Extracted information:
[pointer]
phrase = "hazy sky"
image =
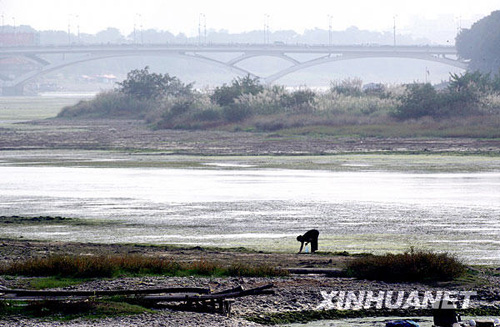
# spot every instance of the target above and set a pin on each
(184, 16)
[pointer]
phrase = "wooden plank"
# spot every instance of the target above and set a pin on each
(333, 272)
(41, 293)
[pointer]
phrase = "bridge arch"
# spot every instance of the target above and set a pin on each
(322, 55)
(328, 59)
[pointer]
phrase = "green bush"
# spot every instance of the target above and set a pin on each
(141, 84)
(109, 104)
(409, 266)
(110, 266)
(227, 94)
(419, 100)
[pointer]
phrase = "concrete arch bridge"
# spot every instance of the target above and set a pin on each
(38, 64)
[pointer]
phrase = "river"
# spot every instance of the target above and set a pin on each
(232, 205)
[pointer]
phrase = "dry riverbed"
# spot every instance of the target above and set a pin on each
(294, 293)
(134, 135)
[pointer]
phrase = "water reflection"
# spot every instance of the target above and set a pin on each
(262, 208)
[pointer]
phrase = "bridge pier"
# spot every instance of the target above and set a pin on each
(16, 90)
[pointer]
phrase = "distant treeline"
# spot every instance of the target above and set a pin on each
(164, 101)
(351, 35)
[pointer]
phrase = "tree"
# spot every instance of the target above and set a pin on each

What this task involves: Lay out every line of the items above as a JSON list of strings, one string per line, with blank lines skipped. Leave the pictures out.

Result for this exercise:
[
  "[pointer]",
  "phrase = \"hazy sky\"",
  "image =",
  "# spot every instance of the target above and set a pin on each",
  "(184, 16)",
  "[pointer]",
  "phrase = \"wooden plank\"",
  "# spot every instance of the target above and set a pin on each",
  "(333, 272)",
  "(41, 293)",
  "[pointer]",
  "phrase = \"bridge arch\"",
  "# spot every instance of the target above and set a pin on each",
  "(322, 55)",
  "(328, 59)",
  "[pointer]",
  "phrase = \"green bush\"",
  "# spot every instance of the target above and set a pin on each",
  "(141, 84)",
  "(109, 104)",
  "(409, 266)",
  "(110, 266)",
  "(227, 94)",
  "(419, 100)",
  "[pointer]",
  "phrase = \"concrete arch bridge\"",
  "# spot every instance of the target above and set a pin on each",
  "(38, 64)",
  "[pointer]",
  "phrase = \"river\"",
  "# spot every instance of the target above and set a pin on each",
  "(232, 205)",
  "[pointer]",
  "phrase = \"dry riverbed\"",
  "# spot every instance of the target above and set a pin on each",
  "(294, 293)",
  "(134, 135)",
  "[pointer]",
  "phrase = \"water reflection\"",
  "# spot every instance of the target above and set a pin on each",
  "(262, 208)",
  "[pointer]",
  "phrase = \"bridge pier\"",
  "# spot every instance of the target above and set a pin on each",
  "(16, 90)",
  "[pointer]",
  "phrase = \"distant treeline\"",
  "# spot every instance of the target above and set a pin on each",
  "(164, 101)",
  "(351, 35)",
  "[pointer]",
  "phrase = \"tree\"",
  "# spot every instance of the target above and set a pin on each"
]